## START

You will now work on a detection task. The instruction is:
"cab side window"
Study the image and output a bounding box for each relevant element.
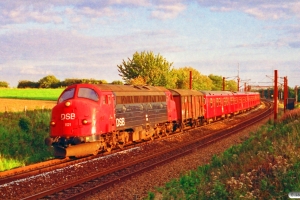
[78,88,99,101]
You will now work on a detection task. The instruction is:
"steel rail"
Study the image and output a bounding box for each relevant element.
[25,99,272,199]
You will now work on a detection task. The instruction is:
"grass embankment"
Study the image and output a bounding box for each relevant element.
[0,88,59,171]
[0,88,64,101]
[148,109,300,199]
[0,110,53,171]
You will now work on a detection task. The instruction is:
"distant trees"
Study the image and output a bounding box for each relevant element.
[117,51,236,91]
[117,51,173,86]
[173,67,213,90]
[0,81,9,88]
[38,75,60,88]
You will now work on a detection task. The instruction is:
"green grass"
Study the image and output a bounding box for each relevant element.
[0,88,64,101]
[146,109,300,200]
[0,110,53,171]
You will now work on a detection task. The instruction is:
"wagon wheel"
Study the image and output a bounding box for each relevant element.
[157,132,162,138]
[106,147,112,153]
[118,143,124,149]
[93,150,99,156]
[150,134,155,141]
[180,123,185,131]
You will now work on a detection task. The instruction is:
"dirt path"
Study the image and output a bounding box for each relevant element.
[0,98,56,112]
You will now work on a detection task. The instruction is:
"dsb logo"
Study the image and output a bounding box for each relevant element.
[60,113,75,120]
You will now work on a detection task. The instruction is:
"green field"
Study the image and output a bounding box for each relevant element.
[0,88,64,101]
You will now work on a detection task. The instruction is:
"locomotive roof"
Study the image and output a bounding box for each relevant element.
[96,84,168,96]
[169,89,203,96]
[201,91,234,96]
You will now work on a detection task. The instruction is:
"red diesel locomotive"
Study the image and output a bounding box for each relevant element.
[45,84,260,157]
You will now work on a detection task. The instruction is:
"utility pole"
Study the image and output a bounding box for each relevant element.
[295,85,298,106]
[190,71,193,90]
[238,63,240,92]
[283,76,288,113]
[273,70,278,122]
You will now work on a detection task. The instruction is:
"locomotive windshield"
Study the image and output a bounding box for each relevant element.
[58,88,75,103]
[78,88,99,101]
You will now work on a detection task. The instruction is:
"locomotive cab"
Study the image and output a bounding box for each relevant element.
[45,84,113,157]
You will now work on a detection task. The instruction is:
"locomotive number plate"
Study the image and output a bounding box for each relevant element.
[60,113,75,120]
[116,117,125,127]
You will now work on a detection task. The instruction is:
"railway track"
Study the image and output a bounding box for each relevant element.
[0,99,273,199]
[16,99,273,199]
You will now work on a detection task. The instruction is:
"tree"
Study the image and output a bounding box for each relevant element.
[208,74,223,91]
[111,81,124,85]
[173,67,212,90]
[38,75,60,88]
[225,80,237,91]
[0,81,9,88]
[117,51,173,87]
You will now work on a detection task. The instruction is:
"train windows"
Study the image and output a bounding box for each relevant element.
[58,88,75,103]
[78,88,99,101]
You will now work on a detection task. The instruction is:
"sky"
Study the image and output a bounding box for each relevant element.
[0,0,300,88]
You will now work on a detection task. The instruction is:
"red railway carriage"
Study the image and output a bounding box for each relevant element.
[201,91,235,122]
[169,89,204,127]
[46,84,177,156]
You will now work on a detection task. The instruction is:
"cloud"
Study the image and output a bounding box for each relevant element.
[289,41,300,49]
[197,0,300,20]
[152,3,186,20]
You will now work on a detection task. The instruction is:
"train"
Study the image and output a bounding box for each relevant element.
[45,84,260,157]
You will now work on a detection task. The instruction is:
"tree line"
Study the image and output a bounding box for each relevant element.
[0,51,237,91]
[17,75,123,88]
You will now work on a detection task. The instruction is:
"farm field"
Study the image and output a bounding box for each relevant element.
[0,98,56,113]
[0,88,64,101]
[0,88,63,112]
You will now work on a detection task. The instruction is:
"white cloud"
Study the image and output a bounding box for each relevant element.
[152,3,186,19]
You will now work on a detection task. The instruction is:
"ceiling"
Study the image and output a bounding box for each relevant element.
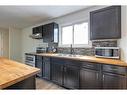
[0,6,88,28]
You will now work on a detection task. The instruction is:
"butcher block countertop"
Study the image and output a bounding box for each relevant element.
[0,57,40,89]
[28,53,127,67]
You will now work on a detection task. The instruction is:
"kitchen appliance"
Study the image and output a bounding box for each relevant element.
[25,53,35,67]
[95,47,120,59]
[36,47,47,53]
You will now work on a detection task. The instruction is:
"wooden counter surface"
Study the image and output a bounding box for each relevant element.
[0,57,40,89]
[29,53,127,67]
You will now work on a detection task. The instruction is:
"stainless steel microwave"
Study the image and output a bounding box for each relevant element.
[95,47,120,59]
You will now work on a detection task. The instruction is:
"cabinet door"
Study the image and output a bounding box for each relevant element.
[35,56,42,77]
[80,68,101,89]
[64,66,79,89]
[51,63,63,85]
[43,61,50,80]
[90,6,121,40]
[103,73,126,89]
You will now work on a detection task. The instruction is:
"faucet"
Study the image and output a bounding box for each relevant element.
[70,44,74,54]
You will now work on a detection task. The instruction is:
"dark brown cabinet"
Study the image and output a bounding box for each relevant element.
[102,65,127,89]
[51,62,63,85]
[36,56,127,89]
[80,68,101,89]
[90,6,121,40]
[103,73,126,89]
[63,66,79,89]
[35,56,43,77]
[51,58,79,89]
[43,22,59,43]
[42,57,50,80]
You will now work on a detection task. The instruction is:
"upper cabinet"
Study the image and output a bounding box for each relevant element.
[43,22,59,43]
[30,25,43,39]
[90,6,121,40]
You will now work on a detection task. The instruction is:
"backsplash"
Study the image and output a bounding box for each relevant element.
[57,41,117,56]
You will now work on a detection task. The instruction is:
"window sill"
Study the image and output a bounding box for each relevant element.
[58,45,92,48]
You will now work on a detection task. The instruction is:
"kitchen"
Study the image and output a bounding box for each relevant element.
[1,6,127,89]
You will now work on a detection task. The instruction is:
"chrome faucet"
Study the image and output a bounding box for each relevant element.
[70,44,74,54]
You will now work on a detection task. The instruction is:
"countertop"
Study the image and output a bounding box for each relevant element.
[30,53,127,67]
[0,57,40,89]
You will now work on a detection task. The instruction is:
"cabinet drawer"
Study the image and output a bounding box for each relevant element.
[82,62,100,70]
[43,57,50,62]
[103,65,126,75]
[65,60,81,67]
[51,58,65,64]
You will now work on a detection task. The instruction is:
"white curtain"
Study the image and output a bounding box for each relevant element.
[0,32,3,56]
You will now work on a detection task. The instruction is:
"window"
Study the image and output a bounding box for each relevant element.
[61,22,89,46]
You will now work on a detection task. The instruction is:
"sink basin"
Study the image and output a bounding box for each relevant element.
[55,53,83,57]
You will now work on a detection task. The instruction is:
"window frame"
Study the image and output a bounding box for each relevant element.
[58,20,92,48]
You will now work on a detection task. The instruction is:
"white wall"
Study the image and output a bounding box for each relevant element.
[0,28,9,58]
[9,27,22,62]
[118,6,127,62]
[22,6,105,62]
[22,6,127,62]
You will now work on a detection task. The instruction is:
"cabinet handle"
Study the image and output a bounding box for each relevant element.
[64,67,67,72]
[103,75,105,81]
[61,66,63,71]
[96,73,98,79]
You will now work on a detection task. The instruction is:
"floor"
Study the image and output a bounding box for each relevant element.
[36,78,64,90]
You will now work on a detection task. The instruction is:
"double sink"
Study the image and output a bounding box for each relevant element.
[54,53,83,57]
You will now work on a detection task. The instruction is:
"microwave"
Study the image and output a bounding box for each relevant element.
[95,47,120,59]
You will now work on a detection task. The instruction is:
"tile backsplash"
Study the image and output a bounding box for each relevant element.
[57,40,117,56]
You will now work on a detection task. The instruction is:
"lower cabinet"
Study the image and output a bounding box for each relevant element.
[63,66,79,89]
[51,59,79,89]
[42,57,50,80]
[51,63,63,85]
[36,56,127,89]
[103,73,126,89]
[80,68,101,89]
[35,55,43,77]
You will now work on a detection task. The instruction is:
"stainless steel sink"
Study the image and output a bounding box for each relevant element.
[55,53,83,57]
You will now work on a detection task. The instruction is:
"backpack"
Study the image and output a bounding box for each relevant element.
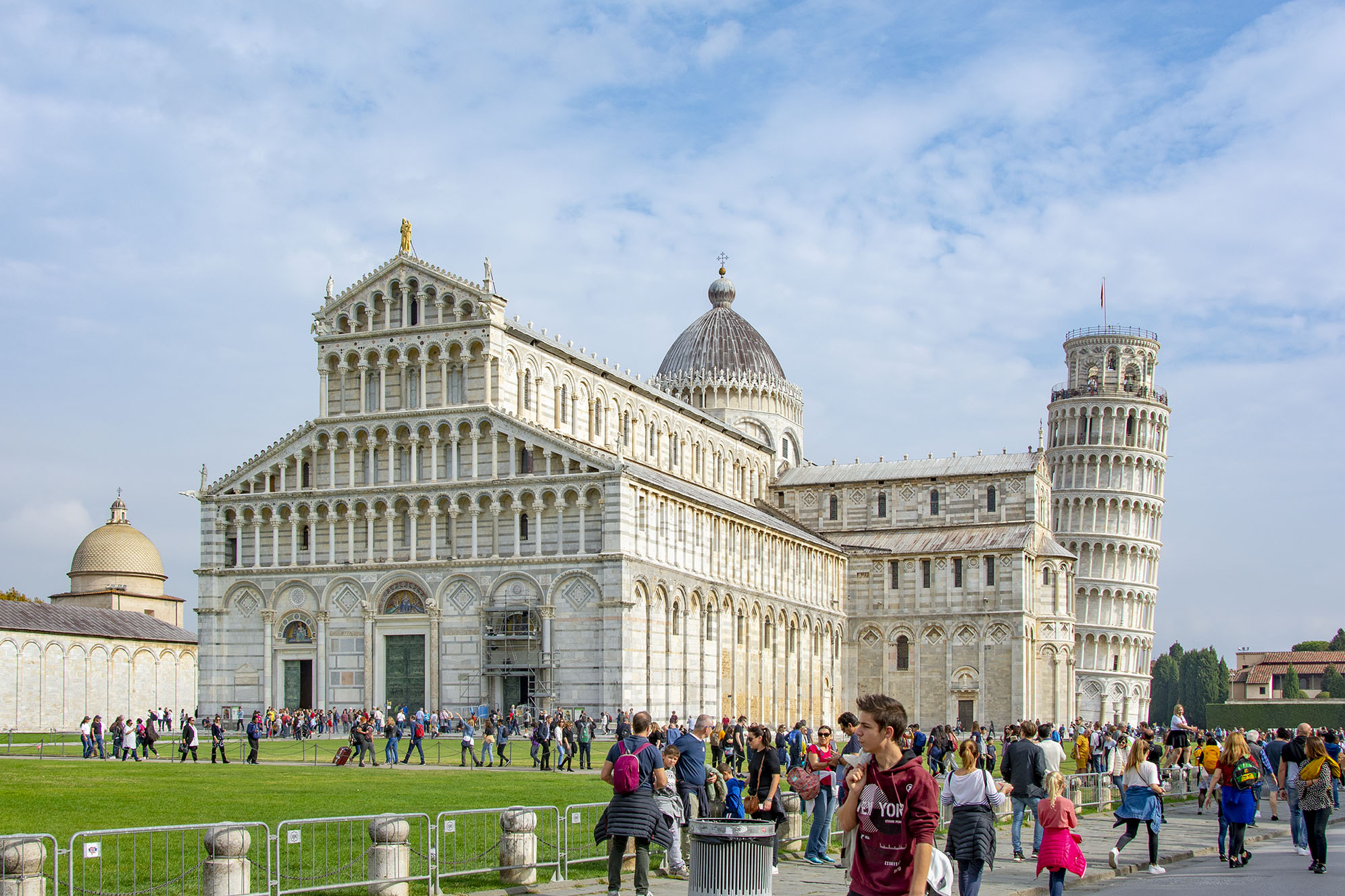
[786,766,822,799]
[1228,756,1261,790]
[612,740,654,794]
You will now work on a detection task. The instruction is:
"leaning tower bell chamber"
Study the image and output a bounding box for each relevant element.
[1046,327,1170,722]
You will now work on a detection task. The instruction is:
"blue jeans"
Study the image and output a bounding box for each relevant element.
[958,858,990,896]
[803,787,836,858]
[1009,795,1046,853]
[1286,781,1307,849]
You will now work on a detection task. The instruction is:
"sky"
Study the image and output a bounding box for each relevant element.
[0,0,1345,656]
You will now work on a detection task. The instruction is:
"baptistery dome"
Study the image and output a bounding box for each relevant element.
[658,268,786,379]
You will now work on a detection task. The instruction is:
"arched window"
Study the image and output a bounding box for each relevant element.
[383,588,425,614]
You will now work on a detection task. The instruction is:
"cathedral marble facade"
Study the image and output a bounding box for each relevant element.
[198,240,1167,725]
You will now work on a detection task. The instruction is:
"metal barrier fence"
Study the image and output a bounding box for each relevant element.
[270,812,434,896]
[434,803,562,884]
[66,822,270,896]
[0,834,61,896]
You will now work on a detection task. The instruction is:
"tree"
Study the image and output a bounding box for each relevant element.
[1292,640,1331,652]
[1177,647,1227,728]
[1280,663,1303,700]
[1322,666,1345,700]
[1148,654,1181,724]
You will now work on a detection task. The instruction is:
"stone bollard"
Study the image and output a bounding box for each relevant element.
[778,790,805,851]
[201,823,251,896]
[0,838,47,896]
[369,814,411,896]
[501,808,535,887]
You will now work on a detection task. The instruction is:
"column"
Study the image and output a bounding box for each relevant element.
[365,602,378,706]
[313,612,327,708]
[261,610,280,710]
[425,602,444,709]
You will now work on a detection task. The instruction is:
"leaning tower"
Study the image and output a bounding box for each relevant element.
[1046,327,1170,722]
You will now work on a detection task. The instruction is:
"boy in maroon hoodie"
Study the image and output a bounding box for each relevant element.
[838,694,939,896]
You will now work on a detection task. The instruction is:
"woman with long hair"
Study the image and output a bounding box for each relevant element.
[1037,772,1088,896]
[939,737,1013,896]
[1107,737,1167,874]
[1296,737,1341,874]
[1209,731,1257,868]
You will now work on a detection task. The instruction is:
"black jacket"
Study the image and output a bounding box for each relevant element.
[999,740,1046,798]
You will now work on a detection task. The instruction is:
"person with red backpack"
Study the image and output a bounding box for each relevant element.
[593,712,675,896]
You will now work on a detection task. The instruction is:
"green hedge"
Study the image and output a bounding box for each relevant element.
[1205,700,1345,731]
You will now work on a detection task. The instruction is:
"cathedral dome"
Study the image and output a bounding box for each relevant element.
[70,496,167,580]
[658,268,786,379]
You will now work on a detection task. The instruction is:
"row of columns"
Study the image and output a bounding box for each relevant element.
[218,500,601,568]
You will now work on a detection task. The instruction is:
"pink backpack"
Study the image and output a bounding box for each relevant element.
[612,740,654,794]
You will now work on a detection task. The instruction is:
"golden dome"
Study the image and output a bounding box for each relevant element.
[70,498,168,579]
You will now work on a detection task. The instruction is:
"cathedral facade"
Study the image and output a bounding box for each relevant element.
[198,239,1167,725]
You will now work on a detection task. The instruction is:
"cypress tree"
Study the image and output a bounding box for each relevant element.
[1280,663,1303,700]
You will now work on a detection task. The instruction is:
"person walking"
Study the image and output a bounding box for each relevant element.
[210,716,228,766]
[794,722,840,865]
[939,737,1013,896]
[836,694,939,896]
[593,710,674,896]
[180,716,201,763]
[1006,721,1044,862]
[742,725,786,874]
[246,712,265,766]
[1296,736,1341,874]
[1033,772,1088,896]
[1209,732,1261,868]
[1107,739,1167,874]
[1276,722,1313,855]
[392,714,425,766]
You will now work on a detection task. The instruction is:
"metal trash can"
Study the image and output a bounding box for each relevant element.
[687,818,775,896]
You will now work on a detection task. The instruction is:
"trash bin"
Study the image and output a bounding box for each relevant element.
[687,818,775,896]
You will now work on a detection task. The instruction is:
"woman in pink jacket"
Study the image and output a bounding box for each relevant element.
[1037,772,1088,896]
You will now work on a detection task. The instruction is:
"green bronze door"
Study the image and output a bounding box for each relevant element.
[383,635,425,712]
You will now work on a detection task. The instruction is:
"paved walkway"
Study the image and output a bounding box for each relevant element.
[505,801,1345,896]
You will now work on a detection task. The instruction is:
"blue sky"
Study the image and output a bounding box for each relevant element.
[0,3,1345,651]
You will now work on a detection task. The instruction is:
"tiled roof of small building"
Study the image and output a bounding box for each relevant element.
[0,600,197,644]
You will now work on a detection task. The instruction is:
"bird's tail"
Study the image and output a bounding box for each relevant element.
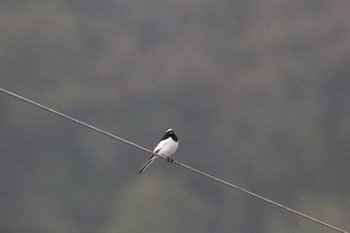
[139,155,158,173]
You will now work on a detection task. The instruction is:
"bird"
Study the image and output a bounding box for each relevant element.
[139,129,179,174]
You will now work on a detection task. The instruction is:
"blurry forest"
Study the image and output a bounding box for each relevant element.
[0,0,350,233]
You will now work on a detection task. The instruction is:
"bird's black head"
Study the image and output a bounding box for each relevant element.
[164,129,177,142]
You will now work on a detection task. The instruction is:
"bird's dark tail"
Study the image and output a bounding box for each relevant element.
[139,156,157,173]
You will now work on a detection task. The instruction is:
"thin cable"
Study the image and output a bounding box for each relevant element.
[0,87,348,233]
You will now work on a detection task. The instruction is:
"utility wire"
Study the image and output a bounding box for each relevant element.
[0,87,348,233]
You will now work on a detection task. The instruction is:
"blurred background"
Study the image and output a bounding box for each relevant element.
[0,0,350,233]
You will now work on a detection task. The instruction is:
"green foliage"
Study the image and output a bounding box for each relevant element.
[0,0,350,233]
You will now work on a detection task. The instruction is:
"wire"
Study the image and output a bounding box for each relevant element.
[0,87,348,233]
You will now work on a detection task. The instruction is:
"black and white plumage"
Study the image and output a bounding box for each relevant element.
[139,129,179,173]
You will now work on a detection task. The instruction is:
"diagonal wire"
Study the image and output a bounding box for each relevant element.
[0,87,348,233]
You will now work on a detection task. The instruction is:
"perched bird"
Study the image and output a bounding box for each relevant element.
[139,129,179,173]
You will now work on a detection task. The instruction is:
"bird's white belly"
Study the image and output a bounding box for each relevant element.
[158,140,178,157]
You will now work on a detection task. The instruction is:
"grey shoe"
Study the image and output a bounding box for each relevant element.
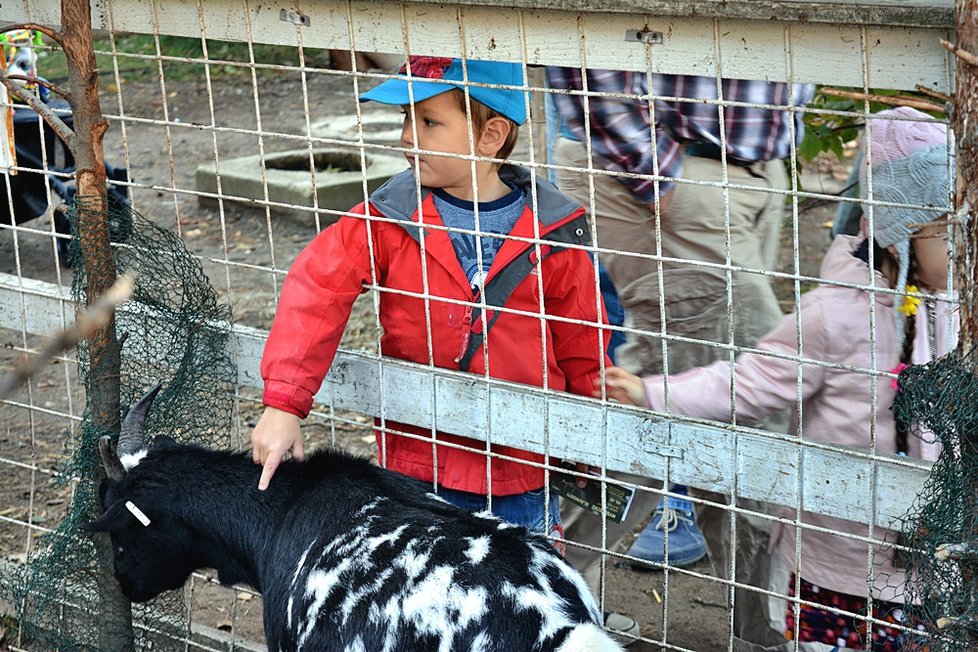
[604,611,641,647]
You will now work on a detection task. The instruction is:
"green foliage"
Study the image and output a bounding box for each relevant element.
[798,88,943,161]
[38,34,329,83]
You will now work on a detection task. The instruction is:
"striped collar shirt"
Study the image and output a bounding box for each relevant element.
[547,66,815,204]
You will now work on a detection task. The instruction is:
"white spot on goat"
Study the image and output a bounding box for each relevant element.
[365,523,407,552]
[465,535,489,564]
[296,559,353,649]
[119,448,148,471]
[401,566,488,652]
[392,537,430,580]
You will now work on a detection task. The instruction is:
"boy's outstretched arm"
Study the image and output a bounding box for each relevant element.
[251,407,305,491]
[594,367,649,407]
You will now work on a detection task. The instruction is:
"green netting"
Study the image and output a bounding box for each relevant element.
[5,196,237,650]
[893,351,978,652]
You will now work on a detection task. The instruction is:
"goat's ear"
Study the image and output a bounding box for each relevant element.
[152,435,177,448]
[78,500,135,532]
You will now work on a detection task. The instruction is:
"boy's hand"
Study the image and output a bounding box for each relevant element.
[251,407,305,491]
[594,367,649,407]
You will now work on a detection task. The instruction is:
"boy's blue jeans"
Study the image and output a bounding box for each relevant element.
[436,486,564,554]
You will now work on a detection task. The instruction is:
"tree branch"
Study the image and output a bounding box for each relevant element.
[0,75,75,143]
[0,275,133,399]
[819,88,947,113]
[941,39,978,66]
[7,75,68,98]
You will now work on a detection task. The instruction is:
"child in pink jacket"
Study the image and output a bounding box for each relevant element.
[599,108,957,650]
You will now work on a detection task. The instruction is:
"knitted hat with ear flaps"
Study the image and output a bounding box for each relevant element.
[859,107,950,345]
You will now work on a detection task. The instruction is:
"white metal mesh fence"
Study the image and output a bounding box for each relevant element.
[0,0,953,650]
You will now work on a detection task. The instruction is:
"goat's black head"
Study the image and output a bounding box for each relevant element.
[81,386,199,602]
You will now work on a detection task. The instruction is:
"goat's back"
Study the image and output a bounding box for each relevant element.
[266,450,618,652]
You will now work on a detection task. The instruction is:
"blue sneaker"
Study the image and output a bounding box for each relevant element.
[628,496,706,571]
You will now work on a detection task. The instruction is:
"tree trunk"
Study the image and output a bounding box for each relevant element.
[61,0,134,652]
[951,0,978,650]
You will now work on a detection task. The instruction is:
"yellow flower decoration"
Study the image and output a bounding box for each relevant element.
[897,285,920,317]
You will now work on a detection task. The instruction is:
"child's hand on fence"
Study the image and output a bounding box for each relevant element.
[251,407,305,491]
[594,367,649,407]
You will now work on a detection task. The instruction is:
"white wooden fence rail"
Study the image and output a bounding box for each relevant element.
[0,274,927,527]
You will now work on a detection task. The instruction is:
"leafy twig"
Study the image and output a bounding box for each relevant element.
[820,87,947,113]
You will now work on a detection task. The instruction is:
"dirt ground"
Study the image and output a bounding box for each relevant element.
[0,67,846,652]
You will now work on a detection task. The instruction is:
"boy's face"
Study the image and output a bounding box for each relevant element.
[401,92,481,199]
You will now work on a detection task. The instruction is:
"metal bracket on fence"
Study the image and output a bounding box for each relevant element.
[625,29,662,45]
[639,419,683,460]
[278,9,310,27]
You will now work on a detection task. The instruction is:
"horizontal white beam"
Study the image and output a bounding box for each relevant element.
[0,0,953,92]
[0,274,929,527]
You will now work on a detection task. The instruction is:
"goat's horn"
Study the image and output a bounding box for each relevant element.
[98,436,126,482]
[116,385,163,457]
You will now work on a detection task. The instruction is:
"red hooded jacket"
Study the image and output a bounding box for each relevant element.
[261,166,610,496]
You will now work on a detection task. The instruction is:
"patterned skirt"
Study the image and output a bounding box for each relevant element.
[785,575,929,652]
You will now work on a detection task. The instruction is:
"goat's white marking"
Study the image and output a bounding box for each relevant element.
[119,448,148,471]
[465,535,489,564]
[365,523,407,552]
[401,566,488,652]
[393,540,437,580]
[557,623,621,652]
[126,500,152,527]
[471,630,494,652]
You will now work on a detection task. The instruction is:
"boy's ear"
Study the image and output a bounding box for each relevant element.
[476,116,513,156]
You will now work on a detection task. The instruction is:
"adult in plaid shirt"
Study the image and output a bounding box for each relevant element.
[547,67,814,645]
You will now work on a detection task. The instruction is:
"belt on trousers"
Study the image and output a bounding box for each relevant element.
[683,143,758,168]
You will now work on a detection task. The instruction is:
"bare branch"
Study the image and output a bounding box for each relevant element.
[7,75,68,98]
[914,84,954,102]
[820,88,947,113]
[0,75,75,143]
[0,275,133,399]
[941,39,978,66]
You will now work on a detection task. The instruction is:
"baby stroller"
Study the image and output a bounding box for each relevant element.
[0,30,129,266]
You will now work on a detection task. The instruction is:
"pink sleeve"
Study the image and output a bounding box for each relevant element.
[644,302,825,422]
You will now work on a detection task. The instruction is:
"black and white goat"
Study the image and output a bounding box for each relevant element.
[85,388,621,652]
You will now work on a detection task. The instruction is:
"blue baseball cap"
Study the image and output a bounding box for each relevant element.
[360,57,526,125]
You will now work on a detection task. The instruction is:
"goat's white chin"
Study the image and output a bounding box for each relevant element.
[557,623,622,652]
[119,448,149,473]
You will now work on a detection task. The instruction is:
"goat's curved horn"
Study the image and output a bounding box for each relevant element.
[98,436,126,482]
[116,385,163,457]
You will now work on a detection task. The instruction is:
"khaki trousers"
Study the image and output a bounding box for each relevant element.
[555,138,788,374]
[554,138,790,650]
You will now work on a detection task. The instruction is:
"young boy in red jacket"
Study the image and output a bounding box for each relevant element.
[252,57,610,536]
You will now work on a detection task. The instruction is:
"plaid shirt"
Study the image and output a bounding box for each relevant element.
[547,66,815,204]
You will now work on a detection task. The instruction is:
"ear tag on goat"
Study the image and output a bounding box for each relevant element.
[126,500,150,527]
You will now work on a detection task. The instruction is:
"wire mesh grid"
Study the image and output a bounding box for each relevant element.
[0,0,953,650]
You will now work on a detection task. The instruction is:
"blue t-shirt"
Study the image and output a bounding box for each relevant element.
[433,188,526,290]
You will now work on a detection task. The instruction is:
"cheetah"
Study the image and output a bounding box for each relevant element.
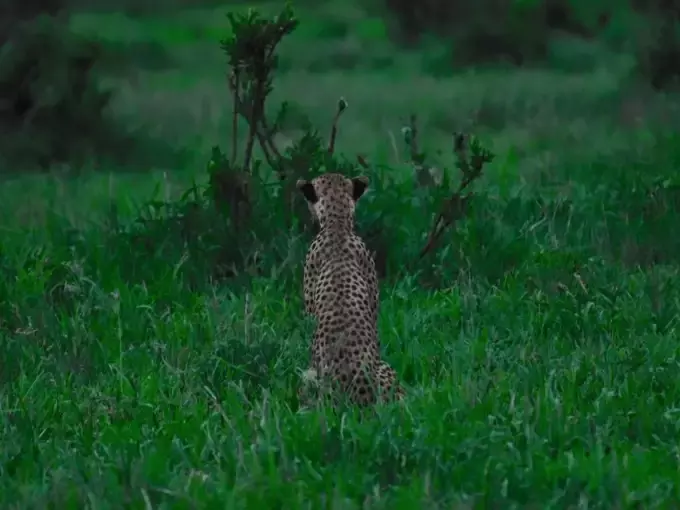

## END

* **GOAL**
Pick out every line in the items above that contains the string "tower", matching case exactly, and copy each of those lines.

* **TASK RESPONSE**
"leaning tower bell chamber"
"leaning tower"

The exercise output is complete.